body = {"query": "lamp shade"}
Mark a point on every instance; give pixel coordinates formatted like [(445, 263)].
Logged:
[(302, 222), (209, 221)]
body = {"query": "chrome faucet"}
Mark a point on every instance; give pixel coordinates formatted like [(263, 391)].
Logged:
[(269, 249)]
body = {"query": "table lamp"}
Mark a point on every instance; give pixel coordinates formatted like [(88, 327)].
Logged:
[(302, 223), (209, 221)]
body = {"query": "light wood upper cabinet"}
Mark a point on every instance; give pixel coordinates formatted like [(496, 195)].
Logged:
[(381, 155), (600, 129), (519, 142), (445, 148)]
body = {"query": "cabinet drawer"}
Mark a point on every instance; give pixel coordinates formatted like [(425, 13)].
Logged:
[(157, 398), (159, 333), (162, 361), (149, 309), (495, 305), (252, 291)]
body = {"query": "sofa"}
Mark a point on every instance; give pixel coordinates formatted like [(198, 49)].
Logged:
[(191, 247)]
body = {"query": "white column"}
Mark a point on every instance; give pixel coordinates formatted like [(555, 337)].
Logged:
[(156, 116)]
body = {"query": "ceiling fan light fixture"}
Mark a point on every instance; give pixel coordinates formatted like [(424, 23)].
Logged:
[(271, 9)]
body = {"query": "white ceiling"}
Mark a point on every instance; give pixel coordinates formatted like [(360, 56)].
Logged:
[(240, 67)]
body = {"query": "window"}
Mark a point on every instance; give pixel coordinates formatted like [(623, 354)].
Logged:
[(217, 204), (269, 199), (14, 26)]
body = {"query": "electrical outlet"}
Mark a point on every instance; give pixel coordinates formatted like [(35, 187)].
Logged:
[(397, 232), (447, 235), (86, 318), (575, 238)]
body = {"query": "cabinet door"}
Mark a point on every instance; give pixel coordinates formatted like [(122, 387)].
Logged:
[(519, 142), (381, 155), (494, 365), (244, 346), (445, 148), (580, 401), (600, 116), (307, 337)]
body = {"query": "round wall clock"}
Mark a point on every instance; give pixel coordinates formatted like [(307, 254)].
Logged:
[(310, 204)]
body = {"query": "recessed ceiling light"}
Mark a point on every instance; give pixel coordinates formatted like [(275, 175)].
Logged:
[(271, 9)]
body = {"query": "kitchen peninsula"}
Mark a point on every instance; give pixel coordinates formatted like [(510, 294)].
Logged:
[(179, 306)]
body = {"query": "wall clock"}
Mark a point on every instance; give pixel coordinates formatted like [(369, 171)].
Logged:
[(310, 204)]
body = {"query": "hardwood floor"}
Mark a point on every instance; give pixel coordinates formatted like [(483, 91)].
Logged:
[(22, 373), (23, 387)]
========================================
• **Directions**
Return all of the entries above verbatim, from the first line through the last, without altering, omitting, or reordering anything.

• **Final answer**
body = {"query": "lamp shade"}
Mark a point on every instance; give pixel coordinates formatted like [(445, 263)].
Logged:
[(302, 222), (209, 221)]
body = {"query": "chrome faucet"}
Mark a point on every instance; give pixel coordinates formatted like [(263, 391)].
Logged:
[(269, 249)]
body = {"query": "table lamp"}
Mark a point on every instance; give pixel coordinates formatted like [(88, 327)].
Logged:
[(302, 223), (209, 221)]
body = {"query": "light wood upper cabinet"}
Mark a point on every instance; give pixel coordinates formatted like [(496, 195)].
Logged:
[(381, 155), (600, 129), (519, 142), (445, 148)]
body = {"query": "cabinet drawer"}
Mark a point on every instance; give pixel coordinates formatted like [(425, 13)].
Logged:
[(157, 398), (159, 333), (162, 361), (149, 309), (495, 305), (252, 291)]
body = {"query": "sofa"}
Mark a point on every instance; give pixel coordinates formatted like [(198, 49)].
Logged:
[(191, 247)]
body = {"query": "white column"}
Mark a point on every instance; give pixel coordinates formatted like [(555, 337)].
Logged:
[(156, 116)]
body = {"query": "ceiling fan light fixture"}
Mark a point on every instance; give pixel coordinates formatted like [(424, 23)].
Logged:
[(271, 9)]
body = {"query": "white ceiling"}
Mark a point on every instance; give pixel coordinates formatted like [(360, 56)].
Logged:
[(240, 67)]
body = {"query": "window"}
Mark a point on every instance; give pixel coordinates formatted like [(623, 354)].
Logged:
[(217, 204), (269, 199), (14, 26)]
body = {"query": "electrical outlet"}
Mark a point on every instance; give pixel coordinates formatted like [(35, 187)].
Logged:
[(397, 232), (447, 235), (86, 318), (575, 238)]
body = {"query": "cabinet door"}
Mark a point on every instance; give pixel coordinates formatted like [(122, 387)].
Logged:
[(519, 142), (381, 155), (494, 365), (244, 346), (445, 148), (580, 401), (600, 116), (307, 337)]
body = {"query": "round wall clock"}
Mark a point on every instance; give pixel coordinates formatted like [(307, 254)].
Logged:
[(310, 204)]
body = {"query": "recessed ceiling light"}
Mark a point on every instance; give pixel coordinates formatted like [(275, 175)].
Logged:
[(271, 9)]
body = {"query": "kitchen peninsula"}
Mark a point on every instance; give pixel coordinates formatted like [(510, 294)].
Logged:
[(179, 306)]
body = {"query": "wall clock"}
Mark a point on every instance; give pixel coordinates formatted like [(369, 171)].
Logged:
[(310, 204)]
body = {"query": "hardwood floor"}
Mark a point on every instance; give pixel coordinates formatted like [(483, 91)].
Logged:
[(22, 373), (23, 387)]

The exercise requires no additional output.